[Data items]
-------

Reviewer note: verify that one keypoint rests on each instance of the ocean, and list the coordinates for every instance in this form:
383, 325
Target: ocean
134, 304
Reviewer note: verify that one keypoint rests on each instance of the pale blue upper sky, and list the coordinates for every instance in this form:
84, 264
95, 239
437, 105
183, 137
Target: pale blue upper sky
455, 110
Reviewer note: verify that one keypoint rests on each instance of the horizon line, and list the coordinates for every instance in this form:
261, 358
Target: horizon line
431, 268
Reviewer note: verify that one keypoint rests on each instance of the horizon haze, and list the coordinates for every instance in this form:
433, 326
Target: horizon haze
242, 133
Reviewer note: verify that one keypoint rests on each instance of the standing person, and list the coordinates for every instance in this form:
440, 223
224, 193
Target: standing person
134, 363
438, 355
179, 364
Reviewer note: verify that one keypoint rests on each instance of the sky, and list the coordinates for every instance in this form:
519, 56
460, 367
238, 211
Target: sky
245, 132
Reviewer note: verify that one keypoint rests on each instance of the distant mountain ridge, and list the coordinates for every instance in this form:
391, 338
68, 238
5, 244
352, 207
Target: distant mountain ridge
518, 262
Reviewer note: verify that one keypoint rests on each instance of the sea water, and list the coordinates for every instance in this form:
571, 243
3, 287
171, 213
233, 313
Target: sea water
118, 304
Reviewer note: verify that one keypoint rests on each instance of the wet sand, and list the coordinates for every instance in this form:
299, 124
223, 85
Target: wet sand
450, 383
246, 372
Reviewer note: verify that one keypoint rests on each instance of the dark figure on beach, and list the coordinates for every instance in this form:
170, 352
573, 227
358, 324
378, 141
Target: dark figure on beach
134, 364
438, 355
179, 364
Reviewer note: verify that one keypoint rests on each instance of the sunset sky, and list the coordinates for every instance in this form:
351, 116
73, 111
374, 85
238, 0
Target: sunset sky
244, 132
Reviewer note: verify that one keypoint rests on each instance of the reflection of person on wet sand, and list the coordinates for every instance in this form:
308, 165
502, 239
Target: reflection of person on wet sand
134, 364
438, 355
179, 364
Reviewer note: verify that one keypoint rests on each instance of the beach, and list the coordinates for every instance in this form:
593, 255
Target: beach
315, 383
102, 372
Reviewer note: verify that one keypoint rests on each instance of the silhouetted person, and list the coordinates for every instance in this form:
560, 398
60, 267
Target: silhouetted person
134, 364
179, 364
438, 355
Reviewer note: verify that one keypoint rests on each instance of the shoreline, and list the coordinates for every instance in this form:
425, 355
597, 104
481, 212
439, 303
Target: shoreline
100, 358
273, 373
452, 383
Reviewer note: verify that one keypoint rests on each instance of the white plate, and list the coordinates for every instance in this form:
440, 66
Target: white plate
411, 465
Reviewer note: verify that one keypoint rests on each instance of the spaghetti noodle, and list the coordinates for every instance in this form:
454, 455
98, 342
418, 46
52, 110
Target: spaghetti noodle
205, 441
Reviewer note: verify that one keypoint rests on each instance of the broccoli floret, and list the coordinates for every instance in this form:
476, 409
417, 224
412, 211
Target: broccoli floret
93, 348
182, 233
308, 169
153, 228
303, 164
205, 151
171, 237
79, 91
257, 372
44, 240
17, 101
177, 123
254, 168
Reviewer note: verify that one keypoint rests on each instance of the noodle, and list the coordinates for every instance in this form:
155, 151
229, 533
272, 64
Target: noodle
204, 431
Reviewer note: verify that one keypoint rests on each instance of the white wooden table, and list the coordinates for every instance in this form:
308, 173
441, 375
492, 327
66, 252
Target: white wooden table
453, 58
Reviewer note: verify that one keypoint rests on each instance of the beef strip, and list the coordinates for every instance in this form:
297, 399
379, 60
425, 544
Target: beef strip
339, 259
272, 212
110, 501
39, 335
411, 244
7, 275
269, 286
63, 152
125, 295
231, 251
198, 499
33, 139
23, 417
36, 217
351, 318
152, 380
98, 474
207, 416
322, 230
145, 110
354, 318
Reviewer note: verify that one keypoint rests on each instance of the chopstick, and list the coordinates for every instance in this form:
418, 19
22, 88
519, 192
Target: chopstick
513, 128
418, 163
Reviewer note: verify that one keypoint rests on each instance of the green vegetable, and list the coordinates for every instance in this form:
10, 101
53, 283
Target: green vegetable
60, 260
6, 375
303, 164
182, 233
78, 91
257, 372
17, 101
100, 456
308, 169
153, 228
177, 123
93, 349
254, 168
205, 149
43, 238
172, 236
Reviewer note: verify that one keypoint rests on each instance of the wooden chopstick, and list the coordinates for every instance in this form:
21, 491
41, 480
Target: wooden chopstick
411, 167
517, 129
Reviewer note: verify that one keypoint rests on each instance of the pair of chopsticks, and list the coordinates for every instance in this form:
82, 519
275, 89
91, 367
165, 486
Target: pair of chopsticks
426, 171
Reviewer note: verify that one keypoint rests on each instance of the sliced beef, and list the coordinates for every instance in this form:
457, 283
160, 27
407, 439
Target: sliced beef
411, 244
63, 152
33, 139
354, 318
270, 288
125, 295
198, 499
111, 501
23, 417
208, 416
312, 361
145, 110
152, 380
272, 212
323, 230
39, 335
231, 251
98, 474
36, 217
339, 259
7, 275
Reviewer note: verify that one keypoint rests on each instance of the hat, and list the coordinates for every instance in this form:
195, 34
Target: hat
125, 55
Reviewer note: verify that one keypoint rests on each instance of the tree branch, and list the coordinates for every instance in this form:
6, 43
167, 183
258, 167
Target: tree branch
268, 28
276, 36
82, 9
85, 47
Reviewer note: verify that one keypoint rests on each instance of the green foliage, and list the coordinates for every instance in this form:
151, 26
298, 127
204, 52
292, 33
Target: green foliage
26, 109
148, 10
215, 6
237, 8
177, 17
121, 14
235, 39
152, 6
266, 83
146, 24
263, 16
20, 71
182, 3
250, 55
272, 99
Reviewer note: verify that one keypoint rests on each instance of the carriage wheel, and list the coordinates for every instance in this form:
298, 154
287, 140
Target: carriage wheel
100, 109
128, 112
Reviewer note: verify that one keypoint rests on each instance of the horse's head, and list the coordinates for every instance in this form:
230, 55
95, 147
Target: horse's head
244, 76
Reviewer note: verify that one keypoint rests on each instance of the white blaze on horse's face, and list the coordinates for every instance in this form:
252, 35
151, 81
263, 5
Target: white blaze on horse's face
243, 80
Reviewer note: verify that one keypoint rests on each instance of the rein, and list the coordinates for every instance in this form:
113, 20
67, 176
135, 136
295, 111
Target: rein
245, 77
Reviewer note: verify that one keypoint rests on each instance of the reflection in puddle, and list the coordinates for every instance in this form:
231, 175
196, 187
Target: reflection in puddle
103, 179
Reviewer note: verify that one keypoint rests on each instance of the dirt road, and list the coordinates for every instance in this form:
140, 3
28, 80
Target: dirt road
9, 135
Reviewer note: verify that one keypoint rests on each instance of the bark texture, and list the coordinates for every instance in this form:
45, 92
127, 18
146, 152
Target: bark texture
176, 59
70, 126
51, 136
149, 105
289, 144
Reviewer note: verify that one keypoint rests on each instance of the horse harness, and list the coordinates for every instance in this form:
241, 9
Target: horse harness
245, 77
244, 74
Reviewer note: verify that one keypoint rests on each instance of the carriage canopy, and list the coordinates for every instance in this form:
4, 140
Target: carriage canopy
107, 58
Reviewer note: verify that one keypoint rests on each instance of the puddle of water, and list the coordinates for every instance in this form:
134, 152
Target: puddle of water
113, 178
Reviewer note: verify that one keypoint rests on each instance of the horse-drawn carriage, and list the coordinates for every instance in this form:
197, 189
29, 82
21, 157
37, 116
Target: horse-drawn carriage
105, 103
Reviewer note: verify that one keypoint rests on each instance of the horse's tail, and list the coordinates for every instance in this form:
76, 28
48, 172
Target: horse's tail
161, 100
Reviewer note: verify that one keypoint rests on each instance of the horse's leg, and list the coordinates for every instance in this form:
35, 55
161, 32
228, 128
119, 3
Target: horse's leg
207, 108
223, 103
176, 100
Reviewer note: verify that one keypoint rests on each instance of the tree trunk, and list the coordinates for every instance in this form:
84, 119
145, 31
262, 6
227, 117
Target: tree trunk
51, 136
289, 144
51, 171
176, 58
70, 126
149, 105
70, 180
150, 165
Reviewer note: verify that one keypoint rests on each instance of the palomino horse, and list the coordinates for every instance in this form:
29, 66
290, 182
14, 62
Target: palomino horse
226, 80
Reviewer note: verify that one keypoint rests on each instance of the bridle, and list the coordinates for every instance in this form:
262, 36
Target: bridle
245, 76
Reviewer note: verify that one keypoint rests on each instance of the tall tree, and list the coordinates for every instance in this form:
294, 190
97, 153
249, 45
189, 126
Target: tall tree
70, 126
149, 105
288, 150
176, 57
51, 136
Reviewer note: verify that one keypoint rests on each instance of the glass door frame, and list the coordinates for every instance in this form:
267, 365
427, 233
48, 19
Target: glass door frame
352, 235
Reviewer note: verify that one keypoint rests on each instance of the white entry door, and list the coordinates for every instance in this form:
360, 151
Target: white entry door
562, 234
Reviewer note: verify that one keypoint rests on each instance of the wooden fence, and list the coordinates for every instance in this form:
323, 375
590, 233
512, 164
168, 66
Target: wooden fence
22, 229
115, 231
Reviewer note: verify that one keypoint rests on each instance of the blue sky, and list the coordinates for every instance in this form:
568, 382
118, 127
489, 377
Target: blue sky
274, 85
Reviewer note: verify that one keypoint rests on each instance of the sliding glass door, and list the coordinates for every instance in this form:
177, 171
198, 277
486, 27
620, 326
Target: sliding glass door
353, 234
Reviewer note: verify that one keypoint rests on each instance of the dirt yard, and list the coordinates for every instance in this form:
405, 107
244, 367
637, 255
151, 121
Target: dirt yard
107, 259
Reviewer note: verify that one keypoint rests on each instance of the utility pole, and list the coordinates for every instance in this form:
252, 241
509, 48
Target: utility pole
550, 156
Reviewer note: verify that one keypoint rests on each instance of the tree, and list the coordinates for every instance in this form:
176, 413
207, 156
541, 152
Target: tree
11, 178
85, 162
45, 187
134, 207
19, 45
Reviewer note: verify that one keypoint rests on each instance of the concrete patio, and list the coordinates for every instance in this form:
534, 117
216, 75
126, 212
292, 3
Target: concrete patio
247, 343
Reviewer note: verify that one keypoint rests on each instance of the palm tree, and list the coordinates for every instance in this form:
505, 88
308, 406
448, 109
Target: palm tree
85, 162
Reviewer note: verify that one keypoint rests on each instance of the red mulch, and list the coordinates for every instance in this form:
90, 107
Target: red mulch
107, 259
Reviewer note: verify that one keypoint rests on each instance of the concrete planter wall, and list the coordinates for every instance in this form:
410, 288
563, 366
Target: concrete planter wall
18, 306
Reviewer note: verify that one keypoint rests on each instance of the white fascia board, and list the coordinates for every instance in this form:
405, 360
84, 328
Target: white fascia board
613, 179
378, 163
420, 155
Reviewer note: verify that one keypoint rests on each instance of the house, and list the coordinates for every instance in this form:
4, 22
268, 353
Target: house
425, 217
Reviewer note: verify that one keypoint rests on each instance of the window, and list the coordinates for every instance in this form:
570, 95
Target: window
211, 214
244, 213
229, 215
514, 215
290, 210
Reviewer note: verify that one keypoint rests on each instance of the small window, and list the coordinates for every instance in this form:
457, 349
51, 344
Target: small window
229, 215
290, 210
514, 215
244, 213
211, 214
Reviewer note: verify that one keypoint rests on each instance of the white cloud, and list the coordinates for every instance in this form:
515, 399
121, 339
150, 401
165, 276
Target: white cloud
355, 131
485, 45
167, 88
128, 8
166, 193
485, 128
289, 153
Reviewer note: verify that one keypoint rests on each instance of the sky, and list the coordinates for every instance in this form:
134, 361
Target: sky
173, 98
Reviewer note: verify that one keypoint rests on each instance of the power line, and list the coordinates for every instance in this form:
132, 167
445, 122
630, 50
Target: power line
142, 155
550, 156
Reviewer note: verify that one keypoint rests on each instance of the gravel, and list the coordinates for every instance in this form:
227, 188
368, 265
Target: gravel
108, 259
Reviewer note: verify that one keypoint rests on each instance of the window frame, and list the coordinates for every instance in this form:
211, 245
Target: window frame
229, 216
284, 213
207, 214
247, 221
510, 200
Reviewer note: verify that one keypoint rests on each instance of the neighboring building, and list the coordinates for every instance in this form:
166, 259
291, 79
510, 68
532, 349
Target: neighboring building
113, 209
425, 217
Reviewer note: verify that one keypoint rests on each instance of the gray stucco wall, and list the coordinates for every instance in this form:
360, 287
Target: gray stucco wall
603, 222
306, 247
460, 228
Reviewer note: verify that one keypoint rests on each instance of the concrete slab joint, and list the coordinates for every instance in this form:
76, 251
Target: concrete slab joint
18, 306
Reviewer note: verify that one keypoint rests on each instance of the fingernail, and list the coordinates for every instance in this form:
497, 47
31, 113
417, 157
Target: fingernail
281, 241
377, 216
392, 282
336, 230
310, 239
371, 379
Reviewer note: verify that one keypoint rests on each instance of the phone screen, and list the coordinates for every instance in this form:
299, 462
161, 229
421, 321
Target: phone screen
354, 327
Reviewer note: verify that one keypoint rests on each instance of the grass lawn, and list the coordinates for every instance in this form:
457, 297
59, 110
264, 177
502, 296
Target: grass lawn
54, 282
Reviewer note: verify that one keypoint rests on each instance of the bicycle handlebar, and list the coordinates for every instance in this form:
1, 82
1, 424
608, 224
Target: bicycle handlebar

-------

Given problem> Quote exactly what appears from the line containing "window frame, and" through the final line of the listing above, including both of those lines.

Written reply>
Reviewer note: verify that one keypoint rests on each instance of the window frame, and list the coordinates for every instance in this form:
211, 245
Target: window frame
229, 216
284, 213
207, 214
247, 221
510, 200
Reviewer note: verify that one keypoint rests on each instance of the neighboring building, and list the coordinates for every instance in this form:
166, 259
291, 79
510, 68
532, 349
Target: neighboring building
113, 209
425, 217
Reviewer note: verify that one keypoint rests on each instance of the gray stucco wall, and list the coordinates for every instance in this form:
360, 287
Target: gray stucco wall
603, 222
306, 247
460, 228
Reviewer note: verify that one keypoint rests on each instance of the concrete slab joint, and list the coordinates for every instance in this form:
76, 251
Target: concrete slab joint
18, 306
Reviewer note: verify that one keypoint rests on each instance of the fingernail, and list the coordinates for every instance in this form:
497, 47
31, 113
417, 157
Target: fingernail
281, 241
377, 216
392, 282
336, 230
310, 239
371, 379
Reviewer note: verify that one keypoint rests on each instance of the phone screen, and list the coordinates for every instance in this form:
299, 462
161, 229
421, 321
Target: phone screen
354, 327
Reviewer note: verify that one keypoint rests on each instance of the grass lawn, and list the coordinates for every instance in this form:
457, 297
59, 110
264, 177
502, 296
Target: grass lawn
54, 282
Reviewer note: verify that one keypoint rests on each instance of the bicycle handlebar, and list the coordinates for every instance in this form:
1, 82
1, 424
608, 224
Target: bicycle handlebar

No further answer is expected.